** REQUIREMENTS **
Copy the stretch from the line containing "Task: indicate the small" through the line containing "<point>447,250</point>", changing every "boulder" to "large stone" and leaving the rest untouched.

** INPUT DATA **
◆ ◆ ◆ ◆ ◆
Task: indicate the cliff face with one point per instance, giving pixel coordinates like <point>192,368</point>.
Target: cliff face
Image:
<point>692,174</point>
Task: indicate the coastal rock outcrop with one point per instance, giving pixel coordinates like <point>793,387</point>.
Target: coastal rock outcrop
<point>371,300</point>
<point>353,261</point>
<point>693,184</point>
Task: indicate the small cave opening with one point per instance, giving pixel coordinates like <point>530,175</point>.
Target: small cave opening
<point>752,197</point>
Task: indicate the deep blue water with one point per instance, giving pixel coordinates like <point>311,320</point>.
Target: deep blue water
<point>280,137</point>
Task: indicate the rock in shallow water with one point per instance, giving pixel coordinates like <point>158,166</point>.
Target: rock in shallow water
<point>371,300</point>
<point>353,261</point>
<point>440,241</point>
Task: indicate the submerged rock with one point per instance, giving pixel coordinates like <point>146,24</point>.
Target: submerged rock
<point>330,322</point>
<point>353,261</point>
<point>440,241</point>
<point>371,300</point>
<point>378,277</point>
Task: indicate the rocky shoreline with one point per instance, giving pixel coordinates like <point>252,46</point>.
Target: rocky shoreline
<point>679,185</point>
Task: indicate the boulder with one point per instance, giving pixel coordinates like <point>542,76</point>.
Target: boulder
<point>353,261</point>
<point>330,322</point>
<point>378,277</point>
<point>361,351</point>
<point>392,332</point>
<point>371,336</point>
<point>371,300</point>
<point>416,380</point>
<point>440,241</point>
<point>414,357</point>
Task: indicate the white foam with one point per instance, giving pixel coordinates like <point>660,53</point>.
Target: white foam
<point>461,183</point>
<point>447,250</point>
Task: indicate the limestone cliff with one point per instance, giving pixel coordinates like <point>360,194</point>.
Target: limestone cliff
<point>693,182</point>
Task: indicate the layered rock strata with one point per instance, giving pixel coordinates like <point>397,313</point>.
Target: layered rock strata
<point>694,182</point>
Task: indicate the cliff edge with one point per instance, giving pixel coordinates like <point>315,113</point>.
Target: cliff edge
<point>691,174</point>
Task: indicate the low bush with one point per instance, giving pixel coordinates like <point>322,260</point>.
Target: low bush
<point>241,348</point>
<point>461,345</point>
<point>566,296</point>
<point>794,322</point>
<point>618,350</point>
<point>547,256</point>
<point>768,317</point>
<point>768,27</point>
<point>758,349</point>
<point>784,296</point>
◆ ◆ ◆ ◆ ◆
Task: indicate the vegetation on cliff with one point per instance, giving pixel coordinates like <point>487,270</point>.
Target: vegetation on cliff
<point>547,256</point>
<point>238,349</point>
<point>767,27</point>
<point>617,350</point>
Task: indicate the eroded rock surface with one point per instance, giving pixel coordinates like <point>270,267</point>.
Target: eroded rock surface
◆ ◆ ◆ ◆ ◆
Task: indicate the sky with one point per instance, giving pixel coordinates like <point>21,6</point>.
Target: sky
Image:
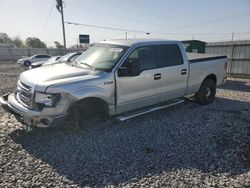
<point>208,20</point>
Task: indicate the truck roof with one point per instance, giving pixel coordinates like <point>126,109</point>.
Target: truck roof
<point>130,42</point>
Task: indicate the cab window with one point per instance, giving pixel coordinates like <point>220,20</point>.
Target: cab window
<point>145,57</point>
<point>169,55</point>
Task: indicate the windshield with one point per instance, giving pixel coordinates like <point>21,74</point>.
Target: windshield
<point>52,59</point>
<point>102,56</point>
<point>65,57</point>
◆ ◆ ◆ ◆ ◆
** ANSWER TO THE EXERCISE **
Task: indicate the small cave opening with one point per instance, giving pixel coordinates like <point>530,175</point>.
Target: small cave opening
<point>752,197</point>
Task: indicate the deep blue water with one point per instance, giving pixel coordinates like <point>311,320</point>.
Target: deep blue water
<point>280,137</point>
Task: indicate the rock in shallow water with one point per instance, giving pixel coordinates like <point>158,166</point>.
Target: rock in shallow water
<point>371,300</point>
<point>353,261</point>
<point>440,241</point>
Task: indicate the submerged rock with one point per instance, giving pixel coordinates like <point>146,24</point>.
Target: submerged rock
<point>330,322</point>
<point>353,261</point>
<point>440,241</point>
<point>371,300</point>
<point>378,277</point>
Task: indicate the rocky shoreline with one point per instance, giving pixel coordinates like <point>252,46</point>.
Target: rocky shoreline
<point>679,185</point>
Task: indicate the large stone with one point per instance, giving pixel coordinates like <point>542,76</point>.
Target: large stone
<point>353,261</point>
<point>330,322</point>
<point>378,277</point>
<point>361,351</point>
<point>392,332</point>
<point>371,336</point>
<point>371,300</point>
<point>416,380</point>
<point>440,241</point>
<point>414,357</point>
Task: indicate the white foam with one point per instance, giving pixel coordinates like <point>660,53</point>.
Target: white foam
<point>461,183</point>
<point>447,250</point>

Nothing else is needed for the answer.